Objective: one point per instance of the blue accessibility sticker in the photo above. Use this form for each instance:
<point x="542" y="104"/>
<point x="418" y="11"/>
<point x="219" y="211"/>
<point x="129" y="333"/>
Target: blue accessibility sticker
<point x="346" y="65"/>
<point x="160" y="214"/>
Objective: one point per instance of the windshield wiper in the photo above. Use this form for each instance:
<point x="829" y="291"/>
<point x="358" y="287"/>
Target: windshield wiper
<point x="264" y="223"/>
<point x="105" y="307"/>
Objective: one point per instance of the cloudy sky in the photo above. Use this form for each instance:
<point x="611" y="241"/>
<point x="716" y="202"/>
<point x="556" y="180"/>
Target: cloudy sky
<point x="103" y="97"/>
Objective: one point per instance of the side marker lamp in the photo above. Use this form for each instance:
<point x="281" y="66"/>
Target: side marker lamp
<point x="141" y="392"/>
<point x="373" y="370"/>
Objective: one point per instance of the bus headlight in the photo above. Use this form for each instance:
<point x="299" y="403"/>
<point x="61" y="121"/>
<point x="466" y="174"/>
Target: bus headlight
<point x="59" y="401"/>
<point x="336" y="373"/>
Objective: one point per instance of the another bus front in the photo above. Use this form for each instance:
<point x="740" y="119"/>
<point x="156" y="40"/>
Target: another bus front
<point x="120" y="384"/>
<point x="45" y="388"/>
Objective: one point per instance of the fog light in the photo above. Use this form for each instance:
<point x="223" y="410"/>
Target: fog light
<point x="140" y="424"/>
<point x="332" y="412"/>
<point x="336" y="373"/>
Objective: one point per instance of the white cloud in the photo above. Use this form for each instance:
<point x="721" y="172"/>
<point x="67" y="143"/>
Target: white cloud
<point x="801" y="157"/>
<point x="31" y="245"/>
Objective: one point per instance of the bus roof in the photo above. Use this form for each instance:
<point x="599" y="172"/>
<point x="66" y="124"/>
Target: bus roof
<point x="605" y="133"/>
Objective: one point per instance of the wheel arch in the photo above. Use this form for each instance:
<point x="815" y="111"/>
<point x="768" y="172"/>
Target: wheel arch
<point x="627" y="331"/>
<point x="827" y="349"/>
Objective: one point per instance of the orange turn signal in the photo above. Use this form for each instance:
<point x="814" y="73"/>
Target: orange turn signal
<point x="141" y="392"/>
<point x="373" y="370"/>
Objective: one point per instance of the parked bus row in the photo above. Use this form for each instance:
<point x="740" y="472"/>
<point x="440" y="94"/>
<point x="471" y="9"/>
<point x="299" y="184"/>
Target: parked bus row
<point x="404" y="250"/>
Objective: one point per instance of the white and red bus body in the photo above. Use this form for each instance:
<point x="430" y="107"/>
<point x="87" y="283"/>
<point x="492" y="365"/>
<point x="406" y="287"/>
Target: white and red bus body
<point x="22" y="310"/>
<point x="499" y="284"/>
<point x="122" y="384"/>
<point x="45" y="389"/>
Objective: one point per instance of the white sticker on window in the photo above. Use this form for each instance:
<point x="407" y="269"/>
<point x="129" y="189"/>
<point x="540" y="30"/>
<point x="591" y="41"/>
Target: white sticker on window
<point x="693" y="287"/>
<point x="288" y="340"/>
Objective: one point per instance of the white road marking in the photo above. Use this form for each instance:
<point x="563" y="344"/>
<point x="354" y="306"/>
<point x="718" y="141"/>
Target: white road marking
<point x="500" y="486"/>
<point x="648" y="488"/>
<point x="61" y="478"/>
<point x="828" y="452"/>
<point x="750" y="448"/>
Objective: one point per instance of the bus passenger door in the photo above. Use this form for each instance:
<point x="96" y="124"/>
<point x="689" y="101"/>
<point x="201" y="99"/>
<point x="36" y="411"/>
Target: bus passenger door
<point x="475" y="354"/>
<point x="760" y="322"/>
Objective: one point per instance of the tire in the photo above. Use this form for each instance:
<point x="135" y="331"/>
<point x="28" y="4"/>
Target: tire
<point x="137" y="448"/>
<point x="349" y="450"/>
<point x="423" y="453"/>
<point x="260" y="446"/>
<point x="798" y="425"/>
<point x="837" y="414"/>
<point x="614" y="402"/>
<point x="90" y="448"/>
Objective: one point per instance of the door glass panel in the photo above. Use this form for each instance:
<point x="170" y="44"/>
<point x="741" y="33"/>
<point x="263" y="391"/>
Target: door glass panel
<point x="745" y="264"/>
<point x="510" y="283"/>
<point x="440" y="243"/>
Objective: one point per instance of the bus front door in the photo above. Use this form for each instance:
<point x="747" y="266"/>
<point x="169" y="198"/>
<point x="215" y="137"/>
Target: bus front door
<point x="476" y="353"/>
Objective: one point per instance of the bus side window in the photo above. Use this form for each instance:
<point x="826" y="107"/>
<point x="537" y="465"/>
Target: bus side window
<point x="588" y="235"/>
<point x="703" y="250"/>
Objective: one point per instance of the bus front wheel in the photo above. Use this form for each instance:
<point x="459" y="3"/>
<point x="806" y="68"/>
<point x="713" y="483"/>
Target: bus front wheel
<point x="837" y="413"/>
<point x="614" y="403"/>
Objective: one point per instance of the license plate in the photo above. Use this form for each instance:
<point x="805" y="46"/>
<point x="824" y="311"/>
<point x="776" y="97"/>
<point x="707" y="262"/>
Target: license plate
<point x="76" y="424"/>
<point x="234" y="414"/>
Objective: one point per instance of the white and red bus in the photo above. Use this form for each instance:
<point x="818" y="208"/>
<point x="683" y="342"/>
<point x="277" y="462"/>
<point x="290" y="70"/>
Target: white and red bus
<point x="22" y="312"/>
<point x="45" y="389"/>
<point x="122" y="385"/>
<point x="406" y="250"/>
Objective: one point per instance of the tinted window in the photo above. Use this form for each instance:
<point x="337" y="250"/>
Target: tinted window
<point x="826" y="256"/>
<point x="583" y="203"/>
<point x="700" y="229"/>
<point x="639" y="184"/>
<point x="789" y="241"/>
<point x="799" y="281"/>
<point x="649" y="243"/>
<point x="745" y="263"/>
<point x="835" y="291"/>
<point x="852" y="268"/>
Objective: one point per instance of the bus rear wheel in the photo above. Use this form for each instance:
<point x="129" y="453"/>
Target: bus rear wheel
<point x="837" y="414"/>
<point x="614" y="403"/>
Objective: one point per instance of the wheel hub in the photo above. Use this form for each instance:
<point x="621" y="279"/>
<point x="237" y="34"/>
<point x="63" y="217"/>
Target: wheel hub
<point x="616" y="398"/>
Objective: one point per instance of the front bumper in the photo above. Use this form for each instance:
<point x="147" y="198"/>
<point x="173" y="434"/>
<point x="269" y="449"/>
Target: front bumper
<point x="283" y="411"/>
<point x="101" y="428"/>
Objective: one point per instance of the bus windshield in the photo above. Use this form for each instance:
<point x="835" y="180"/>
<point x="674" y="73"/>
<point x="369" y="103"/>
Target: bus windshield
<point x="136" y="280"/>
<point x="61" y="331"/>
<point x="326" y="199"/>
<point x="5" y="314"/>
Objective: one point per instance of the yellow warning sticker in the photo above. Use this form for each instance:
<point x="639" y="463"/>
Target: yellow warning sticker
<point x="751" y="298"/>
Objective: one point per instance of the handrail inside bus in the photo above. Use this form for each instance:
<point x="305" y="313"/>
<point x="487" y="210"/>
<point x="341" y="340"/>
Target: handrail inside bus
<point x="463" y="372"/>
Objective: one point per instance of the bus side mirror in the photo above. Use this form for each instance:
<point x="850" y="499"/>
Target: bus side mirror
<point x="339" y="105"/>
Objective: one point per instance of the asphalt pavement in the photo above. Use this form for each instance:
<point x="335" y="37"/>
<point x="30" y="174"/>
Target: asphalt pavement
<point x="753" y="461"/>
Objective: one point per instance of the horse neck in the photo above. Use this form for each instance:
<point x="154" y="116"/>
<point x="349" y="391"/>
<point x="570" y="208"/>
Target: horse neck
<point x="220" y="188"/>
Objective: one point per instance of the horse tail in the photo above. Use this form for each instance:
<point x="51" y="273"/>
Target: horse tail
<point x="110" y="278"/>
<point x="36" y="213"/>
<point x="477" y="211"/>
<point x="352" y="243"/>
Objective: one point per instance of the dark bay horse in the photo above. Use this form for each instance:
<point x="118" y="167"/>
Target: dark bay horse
--------
EXERCISE GOAL: From the records above, pull every line that has the string "dark" and copy it.

WRITTEN ANSWER:
Objective: one point per instance of the dark bay horse in the photo above. Use this form for each instance:
Target: dark bay horse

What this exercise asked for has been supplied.